Dataset lines showing where objects appear:
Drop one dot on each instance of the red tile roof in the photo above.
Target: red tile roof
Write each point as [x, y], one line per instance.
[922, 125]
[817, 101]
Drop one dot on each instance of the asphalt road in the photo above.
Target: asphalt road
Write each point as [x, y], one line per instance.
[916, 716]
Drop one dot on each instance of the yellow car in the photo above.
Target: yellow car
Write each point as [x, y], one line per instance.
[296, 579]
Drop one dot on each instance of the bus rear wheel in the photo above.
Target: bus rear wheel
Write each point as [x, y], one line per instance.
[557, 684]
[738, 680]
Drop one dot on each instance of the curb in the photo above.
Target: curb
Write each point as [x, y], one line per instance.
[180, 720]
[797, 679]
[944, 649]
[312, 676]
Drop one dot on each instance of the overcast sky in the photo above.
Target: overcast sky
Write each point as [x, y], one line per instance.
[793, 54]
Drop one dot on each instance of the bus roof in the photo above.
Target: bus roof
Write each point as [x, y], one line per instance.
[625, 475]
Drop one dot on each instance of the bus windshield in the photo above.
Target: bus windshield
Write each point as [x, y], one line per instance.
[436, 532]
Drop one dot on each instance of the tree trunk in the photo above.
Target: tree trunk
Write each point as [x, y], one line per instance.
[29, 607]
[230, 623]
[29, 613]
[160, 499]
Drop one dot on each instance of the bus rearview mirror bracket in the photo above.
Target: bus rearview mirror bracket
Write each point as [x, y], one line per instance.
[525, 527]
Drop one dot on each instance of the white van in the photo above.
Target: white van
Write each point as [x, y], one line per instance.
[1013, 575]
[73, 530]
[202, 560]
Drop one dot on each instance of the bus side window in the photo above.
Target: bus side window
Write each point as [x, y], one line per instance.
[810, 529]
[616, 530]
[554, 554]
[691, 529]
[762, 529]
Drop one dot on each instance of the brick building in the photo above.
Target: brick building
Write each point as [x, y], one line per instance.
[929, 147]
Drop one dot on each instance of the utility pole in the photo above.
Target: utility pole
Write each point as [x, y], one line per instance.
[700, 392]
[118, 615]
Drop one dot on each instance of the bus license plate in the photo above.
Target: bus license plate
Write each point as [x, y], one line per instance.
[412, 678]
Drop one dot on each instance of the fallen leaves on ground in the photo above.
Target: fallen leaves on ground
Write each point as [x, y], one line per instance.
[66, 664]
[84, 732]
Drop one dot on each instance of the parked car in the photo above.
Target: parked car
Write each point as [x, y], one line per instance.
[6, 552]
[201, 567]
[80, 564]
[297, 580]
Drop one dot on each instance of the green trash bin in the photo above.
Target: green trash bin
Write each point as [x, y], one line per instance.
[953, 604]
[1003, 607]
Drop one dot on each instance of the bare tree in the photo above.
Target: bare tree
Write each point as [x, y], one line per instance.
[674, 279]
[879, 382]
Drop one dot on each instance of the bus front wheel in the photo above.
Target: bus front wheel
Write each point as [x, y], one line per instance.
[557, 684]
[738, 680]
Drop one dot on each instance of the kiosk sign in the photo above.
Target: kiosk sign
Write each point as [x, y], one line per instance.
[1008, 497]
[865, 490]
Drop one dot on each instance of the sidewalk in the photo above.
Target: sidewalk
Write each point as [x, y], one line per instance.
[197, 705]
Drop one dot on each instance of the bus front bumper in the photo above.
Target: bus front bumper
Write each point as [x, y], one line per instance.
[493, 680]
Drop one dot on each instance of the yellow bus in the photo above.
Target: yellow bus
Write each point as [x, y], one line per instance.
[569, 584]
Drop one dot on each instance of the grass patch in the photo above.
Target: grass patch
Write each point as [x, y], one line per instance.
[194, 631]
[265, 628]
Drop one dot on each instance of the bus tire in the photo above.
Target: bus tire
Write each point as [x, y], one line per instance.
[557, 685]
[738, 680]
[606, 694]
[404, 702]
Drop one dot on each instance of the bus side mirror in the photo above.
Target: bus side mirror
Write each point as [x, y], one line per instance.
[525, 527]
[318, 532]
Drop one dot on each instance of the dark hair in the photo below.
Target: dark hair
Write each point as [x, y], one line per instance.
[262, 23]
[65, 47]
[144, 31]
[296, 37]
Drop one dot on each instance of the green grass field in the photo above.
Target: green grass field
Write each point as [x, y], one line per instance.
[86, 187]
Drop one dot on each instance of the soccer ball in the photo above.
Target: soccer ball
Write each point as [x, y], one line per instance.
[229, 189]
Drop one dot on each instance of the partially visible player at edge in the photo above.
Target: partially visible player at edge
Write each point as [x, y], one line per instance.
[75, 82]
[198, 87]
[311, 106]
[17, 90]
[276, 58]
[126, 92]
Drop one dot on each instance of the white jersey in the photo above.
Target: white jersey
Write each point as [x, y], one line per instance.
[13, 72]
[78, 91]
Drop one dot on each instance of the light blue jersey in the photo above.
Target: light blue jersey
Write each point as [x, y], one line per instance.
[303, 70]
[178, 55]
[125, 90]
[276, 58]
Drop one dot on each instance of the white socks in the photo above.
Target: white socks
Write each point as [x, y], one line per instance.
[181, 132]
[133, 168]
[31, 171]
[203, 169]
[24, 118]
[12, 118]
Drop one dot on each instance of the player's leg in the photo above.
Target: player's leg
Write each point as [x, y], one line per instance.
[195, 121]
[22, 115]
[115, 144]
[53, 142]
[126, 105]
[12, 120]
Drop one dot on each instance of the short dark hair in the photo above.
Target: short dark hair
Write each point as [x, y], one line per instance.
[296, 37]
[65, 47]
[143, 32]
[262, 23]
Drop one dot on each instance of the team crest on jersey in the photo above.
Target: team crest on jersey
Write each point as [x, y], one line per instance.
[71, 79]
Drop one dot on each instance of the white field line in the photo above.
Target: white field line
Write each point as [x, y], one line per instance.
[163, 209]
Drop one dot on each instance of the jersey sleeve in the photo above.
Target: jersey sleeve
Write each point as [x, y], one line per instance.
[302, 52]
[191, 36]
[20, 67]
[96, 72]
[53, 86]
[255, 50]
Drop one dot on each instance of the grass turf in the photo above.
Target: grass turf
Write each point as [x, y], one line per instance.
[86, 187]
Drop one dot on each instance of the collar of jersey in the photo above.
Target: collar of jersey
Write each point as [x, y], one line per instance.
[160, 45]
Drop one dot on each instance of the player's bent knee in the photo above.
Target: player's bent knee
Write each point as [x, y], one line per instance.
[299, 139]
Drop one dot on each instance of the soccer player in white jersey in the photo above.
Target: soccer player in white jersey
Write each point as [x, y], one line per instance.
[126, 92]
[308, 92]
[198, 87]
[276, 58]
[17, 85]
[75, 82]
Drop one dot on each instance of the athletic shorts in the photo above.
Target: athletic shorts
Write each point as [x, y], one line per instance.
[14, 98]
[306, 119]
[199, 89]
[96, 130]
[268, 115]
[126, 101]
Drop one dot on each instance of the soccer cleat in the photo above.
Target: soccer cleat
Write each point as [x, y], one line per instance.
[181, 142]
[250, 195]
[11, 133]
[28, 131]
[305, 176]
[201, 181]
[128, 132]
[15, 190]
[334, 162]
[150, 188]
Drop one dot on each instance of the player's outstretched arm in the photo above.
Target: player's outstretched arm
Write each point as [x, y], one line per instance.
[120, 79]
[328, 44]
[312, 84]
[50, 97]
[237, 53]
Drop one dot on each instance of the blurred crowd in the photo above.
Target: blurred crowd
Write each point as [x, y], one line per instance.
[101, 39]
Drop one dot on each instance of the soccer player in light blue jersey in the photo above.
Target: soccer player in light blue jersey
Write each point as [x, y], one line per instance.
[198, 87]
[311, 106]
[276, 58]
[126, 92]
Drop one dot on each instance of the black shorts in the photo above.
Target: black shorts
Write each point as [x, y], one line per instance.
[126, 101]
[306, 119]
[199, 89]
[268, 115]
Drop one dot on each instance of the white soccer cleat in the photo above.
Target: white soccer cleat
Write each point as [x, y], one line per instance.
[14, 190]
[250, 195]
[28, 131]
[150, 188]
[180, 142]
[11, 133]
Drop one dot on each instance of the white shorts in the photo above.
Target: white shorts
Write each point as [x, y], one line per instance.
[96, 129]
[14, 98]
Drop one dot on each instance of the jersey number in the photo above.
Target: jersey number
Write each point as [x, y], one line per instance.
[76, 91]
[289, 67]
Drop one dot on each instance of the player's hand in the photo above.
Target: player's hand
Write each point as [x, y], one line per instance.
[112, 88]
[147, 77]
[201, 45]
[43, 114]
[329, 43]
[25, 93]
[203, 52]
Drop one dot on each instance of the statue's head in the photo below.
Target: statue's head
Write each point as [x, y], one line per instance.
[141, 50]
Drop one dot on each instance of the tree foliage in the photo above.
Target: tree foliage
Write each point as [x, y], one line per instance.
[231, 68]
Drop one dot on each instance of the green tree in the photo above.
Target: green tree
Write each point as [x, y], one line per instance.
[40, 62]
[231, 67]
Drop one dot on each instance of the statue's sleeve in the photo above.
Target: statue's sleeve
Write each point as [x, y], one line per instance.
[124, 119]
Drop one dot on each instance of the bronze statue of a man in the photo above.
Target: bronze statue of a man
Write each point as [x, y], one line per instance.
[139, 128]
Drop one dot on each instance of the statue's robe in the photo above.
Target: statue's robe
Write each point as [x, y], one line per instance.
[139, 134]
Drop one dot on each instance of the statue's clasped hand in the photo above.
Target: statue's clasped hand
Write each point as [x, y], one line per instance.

The request :: Give the lines as a numbered list, starting at the line that contains "Drop one dot on each instance of the white shorts" and ending with the last line, and leave out any blank lines.

Result of this exercise ::
1. Drop one dot on each instance of the white shorts in the photo above.
2. Target: white shorts
3. Write each point as [x, y], one line per instance.
4. [96, 129]
5. [14, 98]
6. Drop one dot on each instance of the jersey number in the photo above.
7. Target: jersey number
8. Write each point as [x, y], one line per instance.
9. [76, 91]
10. [289, 67]
11. Drop one dot on each instance of the player's hand in the photo above.
12. Target: player's hand
13. Write each point as [x, y], one line per instance.
14. [112, 88]
15. [147, 77]
16. [201, 45]
17. [43, 114]
18. [329, 43]
19. [25, 93]
20. [203, 52]
21. Drop one dot on each instance of the statue's head in the photo below.
22. Target: statue's head
23. Write each point as [x, y], one line per instance.
24. [141, 50]
25. Drop one dot on each instance of the tree foliage in the photo above.
26. Target: tree foliage
27. Write each point as [x, y], one line per instance.
28. [231, 68]
29. Drop one dot on each instance of the green tree in the photo above.
30. Target: green tree
31. Write each point as [x, y], one line per instance.
32. [40, 62]
33. [231, 67]
34. Drop one dot on each instance of the statue's sleeve in the photo above.
35. Target: statue's sleeve
36. Write each point as [x, y], one line per instance.
37. [124, 119]
38. Drop one dot on each instance of the bronze statue of a man in the photo above.
39. Target: bronze statue of a man
40. Write each point as [x, y], one line per instance.
41. [139, 128]
42. Drop one dot on each instance of the statue's robe in the photo above.
43. Target: statue's robe
44. Write each point as [x, y], one line per instance.
45. [139, 134]
46. Drop one dot on each instance of the statue's clasped hand in the photo above.
47. Target: statue's clasped hand
48. Write each point as [x, y], one line per instance.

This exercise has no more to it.